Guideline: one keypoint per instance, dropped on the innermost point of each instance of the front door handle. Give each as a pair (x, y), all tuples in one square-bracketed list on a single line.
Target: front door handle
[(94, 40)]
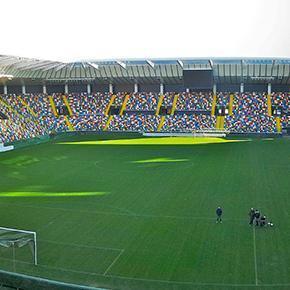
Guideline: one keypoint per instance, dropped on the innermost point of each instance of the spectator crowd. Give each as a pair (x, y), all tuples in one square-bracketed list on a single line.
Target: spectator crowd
[(31, 115)]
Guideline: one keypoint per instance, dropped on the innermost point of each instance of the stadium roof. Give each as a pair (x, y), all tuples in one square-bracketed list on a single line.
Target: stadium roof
[(227, 70)]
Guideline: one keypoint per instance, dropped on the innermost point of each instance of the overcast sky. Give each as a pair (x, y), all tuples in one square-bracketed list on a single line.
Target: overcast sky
[(69, 30)]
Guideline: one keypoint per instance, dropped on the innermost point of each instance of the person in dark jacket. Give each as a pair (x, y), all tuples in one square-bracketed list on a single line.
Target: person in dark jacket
[(219, 213), (252, 216), (257, 217)]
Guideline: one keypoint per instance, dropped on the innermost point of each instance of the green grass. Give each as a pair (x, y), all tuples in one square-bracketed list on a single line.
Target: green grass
[(143, 217)]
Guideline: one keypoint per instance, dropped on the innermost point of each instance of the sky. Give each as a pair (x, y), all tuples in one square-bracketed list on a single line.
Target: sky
[(71, 30)]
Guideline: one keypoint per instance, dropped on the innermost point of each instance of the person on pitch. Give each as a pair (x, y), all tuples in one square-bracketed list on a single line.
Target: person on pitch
[(219, 213), (252, 216), (257, 217)]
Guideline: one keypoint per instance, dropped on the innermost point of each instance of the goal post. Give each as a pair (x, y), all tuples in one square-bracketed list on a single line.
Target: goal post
[(15, 238)]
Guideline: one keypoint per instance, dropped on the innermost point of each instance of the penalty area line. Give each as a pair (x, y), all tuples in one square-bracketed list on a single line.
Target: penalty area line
[(112, 264)]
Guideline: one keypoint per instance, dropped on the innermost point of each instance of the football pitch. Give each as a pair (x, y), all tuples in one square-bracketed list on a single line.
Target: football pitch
[(139, 213)]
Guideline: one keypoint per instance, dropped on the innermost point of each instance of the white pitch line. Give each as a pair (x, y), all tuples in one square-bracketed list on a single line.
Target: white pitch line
[(125, 214), (255, 256), (112, 264), (81, 246), (152, 280)]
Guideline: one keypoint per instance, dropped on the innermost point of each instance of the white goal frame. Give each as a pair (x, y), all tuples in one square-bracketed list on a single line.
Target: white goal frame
[(24, 232)]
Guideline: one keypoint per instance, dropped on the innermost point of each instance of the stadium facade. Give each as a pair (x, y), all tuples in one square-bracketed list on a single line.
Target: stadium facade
[(23, 75)]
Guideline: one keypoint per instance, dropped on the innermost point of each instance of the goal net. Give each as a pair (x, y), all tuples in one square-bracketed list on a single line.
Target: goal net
[(14, 238)]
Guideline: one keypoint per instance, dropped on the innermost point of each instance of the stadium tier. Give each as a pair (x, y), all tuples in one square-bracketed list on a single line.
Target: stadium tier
[(32, 115)]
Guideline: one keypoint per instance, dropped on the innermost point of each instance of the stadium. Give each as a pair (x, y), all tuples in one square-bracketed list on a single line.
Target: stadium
[(136, 173)]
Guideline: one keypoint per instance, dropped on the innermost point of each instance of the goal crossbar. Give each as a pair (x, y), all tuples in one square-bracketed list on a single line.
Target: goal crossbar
[(23, 232)]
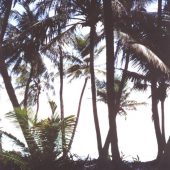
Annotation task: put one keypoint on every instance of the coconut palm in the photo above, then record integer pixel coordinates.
(48, 136)
(80, 64)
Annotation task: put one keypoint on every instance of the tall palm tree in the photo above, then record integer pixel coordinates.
(110, 62)
(80, 64)
(4, 72)
(93, 21)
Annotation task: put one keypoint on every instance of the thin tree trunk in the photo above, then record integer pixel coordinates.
(110, 61)
(156, 118)
(93, 85)
(7, 80)
(62, 103)
(78, 114)
(159, 13)
(25, 103)
(163, 123)
(108, 138)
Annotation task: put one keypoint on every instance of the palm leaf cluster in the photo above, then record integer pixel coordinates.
(137, 49)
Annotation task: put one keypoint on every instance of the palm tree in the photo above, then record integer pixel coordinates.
(48, 136)
(80, 65)
(110, 62)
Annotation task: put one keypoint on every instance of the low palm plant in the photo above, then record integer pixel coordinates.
(48, 137)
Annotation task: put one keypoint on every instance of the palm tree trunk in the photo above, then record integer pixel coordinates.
(78, 114)
(163, 123)
(156, 118)
(108, 138)
(27, 88)
(159, 13)
(61, 102)
(93, 84)
(110, 61)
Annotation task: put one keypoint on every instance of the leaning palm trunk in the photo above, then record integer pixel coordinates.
(110, 60)
(61, 102)
(163, 122)
(78, 114)
(93, 85)
(7, 81)
(118, 100)
(156, 118)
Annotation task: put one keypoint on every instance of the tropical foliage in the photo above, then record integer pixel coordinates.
(44, 42)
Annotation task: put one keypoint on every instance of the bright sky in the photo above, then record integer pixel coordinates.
(136, 134)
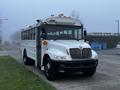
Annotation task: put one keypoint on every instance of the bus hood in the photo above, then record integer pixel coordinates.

-=-=-=-=-

Can you arrange all the items above as a numbered list, skipping any blank lines and leaving the pictures out?

• Complete answer:
1. Guideline: one keypoint per instance, dropped on the innermost point of each instance of the front door handle. Give each as a pair (x, y), all tuples in one square-bracketed list on a single line.
2. Target: front door handle
3. [(94, 40)]
4. Guideline: one keypoint per instance, dropped on the innermost point of each instance of the spectator crowd. Give each as a pair (x, y), all tuples in one square-bracketed list on a single line.
5. Target: spectator crowd
6. [(31, 115)]
7. Guideline: one keypoint per instance, dropped on the innermost point of each instance of the stadium roof. Give each as a pair (x, y), all tuples in one square-bracketed list on a single line.
8. Target: stadium roof
9. [(227, 70)]
10. Guideline: one keypoint per instance, dropped on the innermost point of each instance of the overcast sky. Give each as a pair (x, y), all tuples in one square-bracketed list on a single line.
11. Target: overcast sky
12. [(69, 30)]
13. Guideline: one keypoint per instance, dropped on the innermost point of each instance of the person in dark jacket. Give each as a pair (x, y), all tuples in one square-bracketed list on a single line.
14. Target: person in dark jacket
15. [(219, 213), (252, 216), (257, 217)]
16. Guideline: one keypoint per instance, dropped on the innermost point of each instance of the green grass. Give each as a pair (x, y), all tuples in one square-bracketed list on a single line.
17. Target: green grass
18. [(143, 217)]
19. Guideline: one keypoint per instance, dropped on the innermost point of each instance of the sky. Give each as a pair (x, y), all tuples in one square-bracketed list on a single line.
20. Target: sky
21. [(71, 30)]
22. Guideline: one keypoint per instance, dropped on the innermost point of each instance of the person on pitch. Give each as a pair (x, y), all tuples in one square-bracketed list on a single line.
23. Target: person on pitch
24. [(219, 213), (252, 216), (257, 217)]
25. Guideline: one keypoint per instance, dropped on the innermost point of each instance of the goal post. Give each as a pair (x, y), all tuples in one square-bracketed list on a single line.
26. Target: goal post
27. [(15, 238)]
28. Guideline: one keypoint per instance, dropped on the innermost point of each instance of the penalty area line. Give each as a pair (x, y), all tuples in one square-bracketed list on a single line.
29. Target: penalty area line
30. [(112, 264)]
31. Guideline: one keypoint per instance, dropped on the innermost point of each instance of the football pitch. Give each as a pair (x, y), all tuples in one square-bracketed list on a single line.
32. Target: football pitch
33. [(139, 213)]
34. Guideline: one keypoint per instance, dropped on the innermost point of each instance of the white pitch line. Give each as a pair (x, y), all tuples in one square-bracketed list on a single line.
35. Target: white pitch line
36. [(125, 214), (255, 256), (112, 264), (81, 246), (152, 280)]
37. Guideline: one keypoint per instance, dropped on the innermost point of each instance of the white goal frame. Give each as a pair (x, y), all tuples in one square-bracketed list on a single line.
38. Target: white goal frame
39. [(24, 232)]
40. Guideline: one keypoint per instance, dropped on the innermost point of each instance of the stadium facade. Give each as a pair (x, y), all tuples in one square-bracketed list on a single line.
41. Target: stadium facade
42. [(23, 75)]
43. Guideline: one keypoint per instance, dropped on the innermost point of each instance of the goal net. Give each as a pair (x, y), all tuples in one square-bracketed list on a single line.
44. Target: goal net
45. [(14, 238)]
46. Guideline: one keypoint per instance, dropped on the innermost point of each instance of the stadium tier. Give each as a pair (x, y), all tuples in one square-bracketed list on a single line.
47. Target: stadium tier
48. [(32, 115)]
49. Guideline: one keypoint per instance, dropped on the innermost point of each instance of the stadium. Give each as a pair (x, y), all tuples in one square-bracketed list on a single line.
50. Target: stadium
51. [(136, 173)]
52. Guideline: one keypoint per instance, dropped on the innermost point of each instance of the goal crossbar. Give each as a pair (x, y), all tuples in one square-bracketed list on a single line.
53. Target: goal crossbar
54. [(23, 232)]
55. Annotation task: put one keypoint on every instance of the coconut palm in the photo above, then record integer pixel coordinates.
56. (48, 136)
57. (80, 64)
58. Annotation task: put one keypoint on every instance of the tall palm tree in the photo above, then record integer pixel coordinates.
59. (110, 62)
60. (80, 64)
61. (4, 72)
62. (93, 21)
63. Annotation task: put one keypoint on every instance of the thin tree trunk in the photo above, then record integer pixel coordinates.
64. (110, 61)
65. (156, 118)
66. (93, 85)
67. (7, 80)
68. (62, 103)
69. (78, 114)
70. (159, 13)
71. (25, 103)
72. (163, 123)
73. (108, 138)
74. Annotation task: put one keypoint on every instance of the palm leaf cluster in the photo above, then record integer pixel coordinates.
75. (137, 49)
76. Annotation task: put one keypoint on every instance of the palm tree in the photo above, then record integer pixel coordinates.
77. (48, 136)
78. (80, 65)
79. (110, 62)
80. Annotation task: put one keypoint on every instance of the low palm plant in the photo above, then record integer pixel coordinates.
81. (48, 137)
82. Annotation task: put one keypoint on every instance of the palm tree trunk in the photo above, then record integer pixel coordinates.
83. (78, 114)
84. (163, 123)
85. (156, 118)
86. (108, 138)
87. (27, 88)
88. (159, 13)
89. (61, 102)
90. (93, 84)
91. (110, 61)
92. Annotation task: put one keypoint on every instance of the leaning palm trunk in the photo above, then record integer pixel coordinates.
93. (110, 60)
94. (61, 102)
95. (163, 122)
96. (78, 114)
97. (93, 85)
98. (7, 81)
99. (118, 100)
100. (156, 118)
101. Annotation task: put one keypoint on every instance of the tropical foliage in the photo above, then record integer pixel coordinates.
102. (44, 42)
103. Annotation task: put one keypoint on every instance of the bright sky in the photo above, then record integer pixel coordinates.
104. (136, 134)
105. Annotation task: put one keypoint on every instance of the bus hood in the photo above, then record integer pixel coordinates.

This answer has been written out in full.